* Problem details *
Copy every record exactly as it stands. Leave the pictures out.

• • • •

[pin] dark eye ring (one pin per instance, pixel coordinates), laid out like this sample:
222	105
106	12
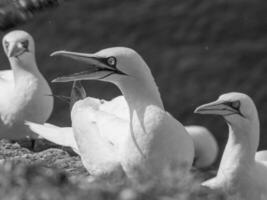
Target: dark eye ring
111	61
6	44
25	44
236	104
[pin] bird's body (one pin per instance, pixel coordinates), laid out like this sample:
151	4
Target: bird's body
132	132
23	90
240	175
151	140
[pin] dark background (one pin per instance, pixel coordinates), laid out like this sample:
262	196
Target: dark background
196	49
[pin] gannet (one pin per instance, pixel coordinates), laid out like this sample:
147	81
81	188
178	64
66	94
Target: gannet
149	142
261	155
205	145
240	175
23	89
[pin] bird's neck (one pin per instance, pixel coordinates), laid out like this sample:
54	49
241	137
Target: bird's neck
146	110
140	94
23	69
242	144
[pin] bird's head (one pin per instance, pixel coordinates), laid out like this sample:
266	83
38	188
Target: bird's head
234	107
112	64
18	45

• • • •

* Solution to this exercise *
[pin] dark eye ring (one pin per instance, pixel coordinates), laid out like this sample:
222	105
106	12
Target: dark eye ring
111	61
6	44
25	44
236	104
[pin] bird's body (one pin per instance, pixel coordinates), laid out like this sample:
151	4
Target: bird's body
132	132
23	90
240	175
151	140
[pin] dark background (one pin per instance, pixel coordinates), laid out like this sample:
262	196
Target: dark background
196	49
[pin] gannet (one pin per instance, pixel coordinates), laid out like this sample:
147	81
81	188
178	64
66	94
Target: gannet
149	142
261	155
205	145
240	175
23	89
[pin] bird's neck (one pin per instance, pixel coordinates), laid out like this sample:
54	49
241	137
Target: bird's neck
146	110
140	94
23	69
242	144
[pin] bird's head (one pin per instance, pixel coordinates), laid out like this sample:
266	83
38	188
Target: bird's head
234	107
112	64
18	45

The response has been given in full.